*Exercise directions:* Tally the rows below that contain the word "street", matching case exactly, and give only the count.

*Position annotation records:*
• • • •
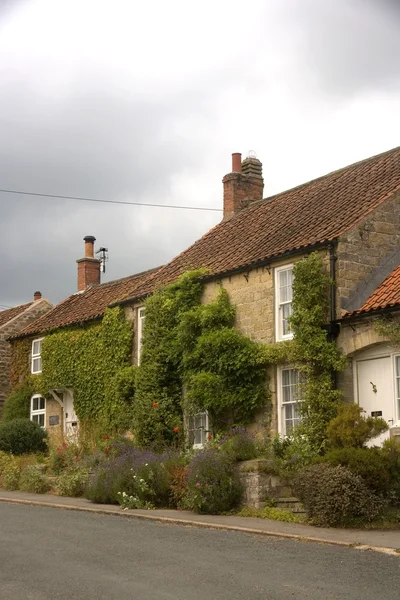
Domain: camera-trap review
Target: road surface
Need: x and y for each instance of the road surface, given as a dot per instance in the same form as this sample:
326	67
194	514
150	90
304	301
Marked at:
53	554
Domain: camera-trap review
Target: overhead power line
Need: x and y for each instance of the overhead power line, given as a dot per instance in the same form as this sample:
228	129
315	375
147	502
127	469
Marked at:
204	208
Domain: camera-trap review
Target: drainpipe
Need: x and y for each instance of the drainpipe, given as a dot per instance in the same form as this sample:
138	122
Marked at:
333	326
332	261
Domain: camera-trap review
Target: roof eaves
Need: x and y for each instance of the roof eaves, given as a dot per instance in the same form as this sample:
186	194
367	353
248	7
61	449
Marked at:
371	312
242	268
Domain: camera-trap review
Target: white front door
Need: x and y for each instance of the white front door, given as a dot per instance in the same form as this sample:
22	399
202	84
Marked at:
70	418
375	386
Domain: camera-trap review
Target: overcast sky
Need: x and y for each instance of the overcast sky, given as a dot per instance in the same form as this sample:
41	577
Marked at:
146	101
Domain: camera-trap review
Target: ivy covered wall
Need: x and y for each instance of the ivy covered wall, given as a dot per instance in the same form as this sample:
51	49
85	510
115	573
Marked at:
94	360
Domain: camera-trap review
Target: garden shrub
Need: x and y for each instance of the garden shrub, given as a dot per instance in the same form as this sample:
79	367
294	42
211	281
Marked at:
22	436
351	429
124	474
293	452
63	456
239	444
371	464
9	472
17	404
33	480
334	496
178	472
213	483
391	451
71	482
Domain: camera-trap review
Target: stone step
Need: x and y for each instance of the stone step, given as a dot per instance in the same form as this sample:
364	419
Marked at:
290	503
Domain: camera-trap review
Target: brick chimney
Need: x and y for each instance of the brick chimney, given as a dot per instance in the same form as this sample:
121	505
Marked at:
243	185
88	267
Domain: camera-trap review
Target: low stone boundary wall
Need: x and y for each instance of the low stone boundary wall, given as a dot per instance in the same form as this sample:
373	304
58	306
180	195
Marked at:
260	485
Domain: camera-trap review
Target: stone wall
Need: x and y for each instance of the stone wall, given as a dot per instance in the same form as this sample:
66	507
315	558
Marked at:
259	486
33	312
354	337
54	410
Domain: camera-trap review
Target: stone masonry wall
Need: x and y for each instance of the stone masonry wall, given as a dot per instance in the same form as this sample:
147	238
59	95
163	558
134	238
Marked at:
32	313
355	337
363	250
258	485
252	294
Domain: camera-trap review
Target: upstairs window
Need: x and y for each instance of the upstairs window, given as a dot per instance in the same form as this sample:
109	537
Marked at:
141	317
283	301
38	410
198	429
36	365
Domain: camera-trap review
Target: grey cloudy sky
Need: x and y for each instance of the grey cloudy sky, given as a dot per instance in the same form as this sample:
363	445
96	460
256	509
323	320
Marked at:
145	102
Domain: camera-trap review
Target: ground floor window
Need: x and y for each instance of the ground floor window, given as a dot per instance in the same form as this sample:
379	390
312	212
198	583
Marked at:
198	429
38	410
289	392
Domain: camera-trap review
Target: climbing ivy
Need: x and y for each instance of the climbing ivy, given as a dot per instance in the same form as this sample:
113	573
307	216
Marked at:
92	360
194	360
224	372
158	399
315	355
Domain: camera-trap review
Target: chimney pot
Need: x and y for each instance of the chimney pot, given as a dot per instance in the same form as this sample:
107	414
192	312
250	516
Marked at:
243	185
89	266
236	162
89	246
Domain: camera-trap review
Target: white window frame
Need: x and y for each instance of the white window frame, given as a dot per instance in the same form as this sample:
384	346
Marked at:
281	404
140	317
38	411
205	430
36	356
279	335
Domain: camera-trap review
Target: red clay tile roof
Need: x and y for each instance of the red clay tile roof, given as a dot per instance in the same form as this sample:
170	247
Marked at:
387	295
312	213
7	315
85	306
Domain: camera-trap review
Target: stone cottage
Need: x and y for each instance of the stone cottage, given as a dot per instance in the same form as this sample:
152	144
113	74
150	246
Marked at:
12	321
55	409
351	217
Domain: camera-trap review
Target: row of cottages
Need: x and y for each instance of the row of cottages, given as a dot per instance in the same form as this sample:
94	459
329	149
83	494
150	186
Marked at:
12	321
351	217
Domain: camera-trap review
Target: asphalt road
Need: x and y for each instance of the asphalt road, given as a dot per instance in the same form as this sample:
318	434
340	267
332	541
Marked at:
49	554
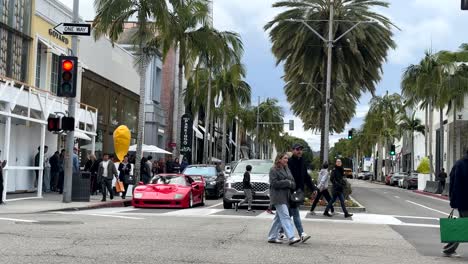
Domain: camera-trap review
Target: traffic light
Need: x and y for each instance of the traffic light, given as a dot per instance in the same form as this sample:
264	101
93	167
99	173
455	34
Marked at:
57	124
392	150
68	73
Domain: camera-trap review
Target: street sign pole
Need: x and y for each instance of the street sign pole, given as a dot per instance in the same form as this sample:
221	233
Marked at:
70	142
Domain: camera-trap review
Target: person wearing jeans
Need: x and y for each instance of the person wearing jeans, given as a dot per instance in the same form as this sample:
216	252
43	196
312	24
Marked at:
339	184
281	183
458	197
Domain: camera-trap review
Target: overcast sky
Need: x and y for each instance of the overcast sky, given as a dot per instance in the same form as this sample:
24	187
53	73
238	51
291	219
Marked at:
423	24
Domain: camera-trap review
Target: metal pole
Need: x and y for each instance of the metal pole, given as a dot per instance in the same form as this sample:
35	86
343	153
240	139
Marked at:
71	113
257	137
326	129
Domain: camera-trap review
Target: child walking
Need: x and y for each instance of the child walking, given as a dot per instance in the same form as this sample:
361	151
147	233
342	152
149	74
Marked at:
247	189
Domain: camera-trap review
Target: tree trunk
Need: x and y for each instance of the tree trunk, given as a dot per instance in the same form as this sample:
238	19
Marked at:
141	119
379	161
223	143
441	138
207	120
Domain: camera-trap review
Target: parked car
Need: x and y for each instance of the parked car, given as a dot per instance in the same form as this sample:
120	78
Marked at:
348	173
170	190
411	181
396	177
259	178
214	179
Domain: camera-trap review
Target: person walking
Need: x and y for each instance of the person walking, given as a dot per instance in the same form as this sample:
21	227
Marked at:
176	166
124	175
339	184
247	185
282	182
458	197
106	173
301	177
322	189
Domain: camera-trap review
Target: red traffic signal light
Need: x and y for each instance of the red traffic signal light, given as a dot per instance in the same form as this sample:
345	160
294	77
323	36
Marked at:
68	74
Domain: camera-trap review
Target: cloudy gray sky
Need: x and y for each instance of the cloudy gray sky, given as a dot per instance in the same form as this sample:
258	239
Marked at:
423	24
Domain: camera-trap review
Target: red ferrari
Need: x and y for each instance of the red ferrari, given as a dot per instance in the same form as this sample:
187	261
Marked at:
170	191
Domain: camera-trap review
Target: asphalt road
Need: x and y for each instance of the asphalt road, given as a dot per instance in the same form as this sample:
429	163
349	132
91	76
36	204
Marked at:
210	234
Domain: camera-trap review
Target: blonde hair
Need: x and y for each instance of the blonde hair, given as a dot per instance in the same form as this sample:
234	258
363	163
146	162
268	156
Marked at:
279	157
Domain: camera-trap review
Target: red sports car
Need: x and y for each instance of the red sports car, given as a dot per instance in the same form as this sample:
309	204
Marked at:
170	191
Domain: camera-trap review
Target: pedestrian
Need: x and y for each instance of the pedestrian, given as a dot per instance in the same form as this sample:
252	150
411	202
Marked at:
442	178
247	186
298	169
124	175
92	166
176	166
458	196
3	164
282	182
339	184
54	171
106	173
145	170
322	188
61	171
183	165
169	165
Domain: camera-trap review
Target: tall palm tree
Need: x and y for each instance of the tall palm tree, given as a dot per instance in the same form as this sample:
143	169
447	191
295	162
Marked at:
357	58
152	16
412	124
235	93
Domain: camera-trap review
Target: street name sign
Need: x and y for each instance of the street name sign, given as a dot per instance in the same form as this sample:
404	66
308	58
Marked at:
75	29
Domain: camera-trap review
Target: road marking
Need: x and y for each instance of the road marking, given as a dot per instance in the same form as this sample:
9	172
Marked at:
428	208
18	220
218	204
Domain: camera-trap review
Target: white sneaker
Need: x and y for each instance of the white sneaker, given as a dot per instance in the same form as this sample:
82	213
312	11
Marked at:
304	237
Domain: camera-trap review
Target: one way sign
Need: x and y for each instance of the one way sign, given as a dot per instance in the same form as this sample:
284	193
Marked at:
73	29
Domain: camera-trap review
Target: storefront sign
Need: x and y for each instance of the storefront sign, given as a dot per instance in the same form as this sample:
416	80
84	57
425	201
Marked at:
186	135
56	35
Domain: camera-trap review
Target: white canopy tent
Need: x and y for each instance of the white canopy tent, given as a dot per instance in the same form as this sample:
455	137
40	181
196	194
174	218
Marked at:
• • • •
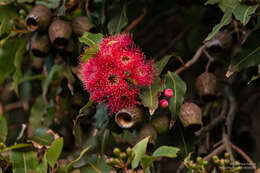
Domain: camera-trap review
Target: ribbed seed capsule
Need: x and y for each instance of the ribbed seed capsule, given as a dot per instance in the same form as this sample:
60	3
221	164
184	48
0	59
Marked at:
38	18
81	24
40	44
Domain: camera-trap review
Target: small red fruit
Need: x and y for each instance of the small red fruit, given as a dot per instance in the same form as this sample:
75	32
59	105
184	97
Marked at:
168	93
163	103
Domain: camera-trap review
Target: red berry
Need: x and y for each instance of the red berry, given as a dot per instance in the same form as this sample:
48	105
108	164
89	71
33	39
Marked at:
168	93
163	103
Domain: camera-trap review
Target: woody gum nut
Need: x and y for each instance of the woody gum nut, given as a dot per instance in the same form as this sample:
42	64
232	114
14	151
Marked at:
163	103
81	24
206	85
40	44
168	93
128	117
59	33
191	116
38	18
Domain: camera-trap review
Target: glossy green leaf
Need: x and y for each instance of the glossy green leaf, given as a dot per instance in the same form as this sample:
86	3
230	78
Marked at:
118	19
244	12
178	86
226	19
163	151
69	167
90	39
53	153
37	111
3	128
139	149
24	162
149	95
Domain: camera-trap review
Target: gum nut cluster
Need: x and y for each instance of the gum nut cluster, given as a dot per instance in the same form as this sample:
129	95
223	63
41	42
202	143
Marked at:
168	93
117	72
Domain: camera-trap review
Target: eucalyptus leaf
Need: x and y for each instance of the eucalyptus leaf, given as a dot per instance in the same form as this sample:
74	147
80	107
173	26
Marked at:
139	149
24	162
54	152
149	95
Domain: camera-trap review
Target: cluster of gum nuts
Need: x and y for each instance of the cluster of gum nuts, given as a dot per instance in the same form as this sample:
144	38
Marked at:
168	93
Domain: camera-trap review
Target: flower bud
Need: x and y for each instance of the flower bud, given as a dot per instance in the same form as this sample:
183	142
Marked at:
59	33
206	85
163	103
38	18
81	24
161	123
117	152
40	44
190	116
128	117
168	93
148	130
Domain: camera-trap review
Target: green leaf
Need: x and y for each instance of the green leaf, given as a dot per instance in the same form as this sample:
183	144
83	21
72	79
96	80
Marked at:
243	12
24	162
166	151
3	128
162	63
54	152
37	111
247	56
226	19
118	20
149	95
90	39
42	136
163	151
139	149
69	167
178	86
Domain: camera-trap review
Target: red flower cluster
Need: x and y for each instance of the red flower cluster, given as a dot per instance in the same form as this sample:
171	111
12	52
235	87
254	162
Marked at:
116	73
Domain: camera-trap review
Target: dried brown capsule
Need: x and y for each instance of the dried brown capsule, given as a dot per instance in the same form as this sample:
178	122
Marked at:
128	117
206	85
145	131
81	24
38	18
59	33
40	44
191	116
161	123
• • • •
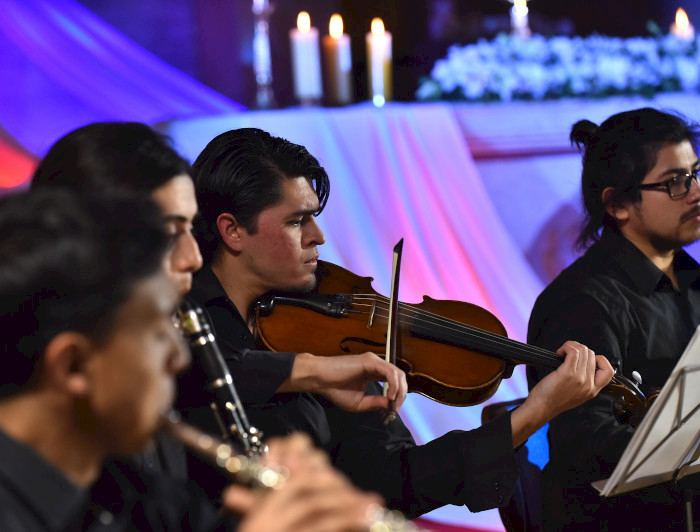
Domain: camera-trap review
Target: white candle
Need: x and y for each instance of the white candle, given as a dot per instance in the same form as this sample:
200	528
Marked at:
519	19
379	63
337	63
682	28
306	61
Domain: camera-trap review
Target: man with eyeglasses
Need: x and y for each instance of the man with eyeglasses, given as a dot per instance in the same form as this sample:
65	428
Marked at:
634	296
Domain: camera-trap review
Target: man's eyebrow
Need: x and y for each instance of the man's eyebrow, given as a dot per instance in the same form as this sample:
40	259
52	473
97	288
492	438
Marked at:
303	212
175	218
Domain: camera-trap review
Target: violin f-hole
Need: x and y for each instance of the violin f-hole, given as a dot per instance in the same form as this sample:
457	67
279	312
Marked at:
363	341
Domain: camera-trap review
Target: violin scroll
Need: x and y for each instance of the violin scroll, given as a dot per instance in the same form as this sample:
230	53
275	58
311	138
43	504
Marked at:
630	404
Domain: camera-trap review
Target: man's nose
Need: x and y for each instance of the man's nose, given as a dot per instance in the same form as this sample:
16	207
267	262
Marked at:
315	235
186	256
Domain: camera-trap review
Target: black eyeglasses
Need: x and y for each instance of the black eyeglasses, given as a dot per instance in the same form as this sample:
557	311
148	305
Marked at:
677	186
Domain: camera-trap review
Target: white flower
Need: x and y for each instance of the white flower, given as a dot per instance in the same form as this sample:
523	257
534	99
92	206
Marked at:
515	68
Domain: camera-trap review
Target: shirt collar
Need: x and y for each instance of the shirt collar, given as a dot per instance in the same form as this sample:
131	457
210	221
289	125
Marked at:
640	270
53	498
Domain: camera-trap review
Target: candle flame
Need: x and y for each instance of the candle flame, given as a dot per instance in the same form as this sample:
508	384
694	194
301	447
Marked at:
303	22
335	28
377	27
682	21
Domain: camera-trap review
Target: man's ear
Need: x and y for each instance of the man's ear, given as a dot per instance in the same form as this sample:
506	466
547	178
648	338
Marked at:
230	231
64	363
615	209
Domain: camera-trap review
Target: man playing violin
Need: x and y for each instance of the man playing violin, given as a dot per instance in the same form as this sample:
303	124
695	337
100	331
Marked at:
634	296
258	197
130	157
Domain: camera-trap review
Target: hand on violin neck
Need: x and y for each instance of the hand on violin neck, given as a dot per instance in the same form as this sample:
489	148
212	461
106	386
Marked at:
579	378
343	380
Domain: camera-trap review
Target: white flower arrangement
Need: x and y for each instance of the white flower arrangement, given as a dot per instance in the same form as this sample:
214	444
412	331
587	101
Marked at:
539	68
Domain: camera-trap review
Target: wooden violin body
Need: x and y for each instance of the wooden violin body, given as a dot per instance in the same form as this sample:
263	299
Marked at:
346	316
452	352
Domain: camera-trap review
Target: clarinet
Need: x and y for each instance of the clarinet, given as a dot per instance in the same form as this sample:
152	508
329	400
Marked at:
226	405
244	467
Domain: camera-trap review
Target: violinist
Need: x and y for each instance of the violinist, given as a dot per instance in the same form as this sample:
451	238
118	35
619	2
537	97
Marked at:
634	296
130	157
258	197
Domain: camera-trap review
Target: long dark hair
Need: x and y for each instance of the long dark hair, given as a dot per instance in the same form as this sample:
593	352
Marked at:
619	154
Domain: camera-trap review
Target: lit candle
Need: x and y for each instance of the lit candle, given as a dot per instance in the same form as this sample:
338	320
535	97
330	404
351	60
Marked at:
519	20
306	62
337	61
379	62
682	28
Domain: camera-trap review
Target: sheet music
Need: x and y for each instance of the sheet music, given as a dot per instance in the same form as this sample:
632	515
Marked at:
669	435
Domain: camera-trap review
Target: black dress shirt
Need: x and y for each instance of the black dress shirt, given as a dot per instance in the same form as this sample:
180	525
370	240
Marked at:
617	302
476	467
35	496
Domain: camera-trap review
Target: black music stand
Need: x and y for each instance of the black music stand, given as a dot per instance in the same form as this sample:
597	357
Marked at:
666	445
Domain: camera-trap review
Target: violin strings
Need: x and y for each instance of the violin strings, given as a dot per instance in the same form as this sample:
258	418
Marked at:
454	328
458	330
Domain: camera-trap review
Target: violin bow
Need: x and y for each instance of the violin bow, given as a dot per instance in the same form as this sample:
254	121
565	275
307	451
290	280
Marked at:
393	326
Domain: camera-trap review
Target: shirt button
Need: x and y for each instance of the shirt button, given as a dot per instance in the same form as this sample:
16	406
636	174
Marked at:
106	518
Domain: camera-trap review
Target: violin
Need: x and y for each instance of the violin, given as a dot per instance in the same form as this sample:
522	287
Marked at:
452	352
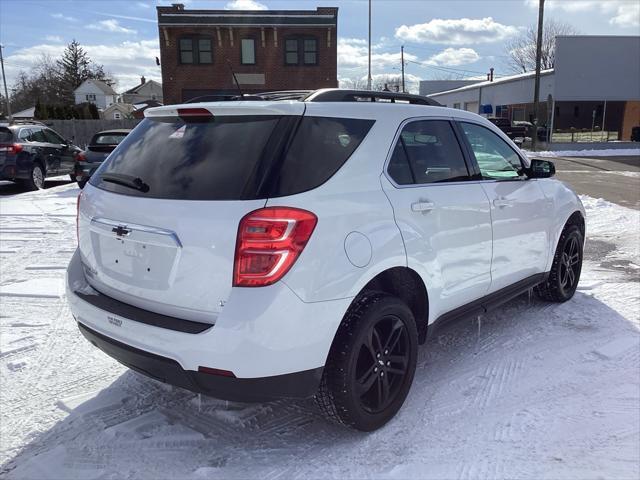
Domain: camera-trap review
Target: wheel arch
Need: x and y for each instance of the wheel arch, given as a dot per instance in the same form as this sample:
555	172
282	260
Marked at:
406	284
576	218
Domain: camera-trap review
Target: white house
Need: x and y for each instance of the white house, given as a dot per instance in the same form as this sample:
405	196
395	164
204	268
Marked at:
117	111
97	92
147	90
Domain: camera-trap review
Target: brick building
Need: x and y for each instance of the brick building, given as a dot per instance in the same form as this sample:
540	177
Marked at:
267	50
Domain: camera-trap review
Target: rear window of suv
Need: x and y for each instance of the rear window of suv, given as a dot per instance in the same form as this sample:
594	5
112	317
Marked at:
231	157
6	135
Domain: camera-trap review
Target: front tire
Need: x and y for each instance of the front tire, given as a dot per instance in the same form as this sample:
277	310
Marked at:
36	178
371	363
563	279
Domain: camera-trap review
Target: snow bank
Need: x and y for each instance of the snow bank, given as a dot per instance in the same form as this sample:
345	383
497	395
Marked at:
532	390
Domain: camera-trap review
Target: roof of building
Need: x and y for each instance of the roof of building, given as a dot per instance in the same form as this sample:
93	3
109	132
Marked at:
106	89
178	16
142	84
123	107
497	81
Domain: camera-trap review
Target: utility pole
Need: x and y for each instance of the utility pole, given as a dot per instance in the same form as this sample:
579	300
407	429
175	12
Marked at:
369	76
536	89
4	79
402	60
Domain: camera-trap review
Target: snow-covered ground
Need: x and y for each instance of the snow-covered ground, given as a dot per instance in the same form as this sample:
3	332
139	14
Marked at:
• • • •
*Task result:* 4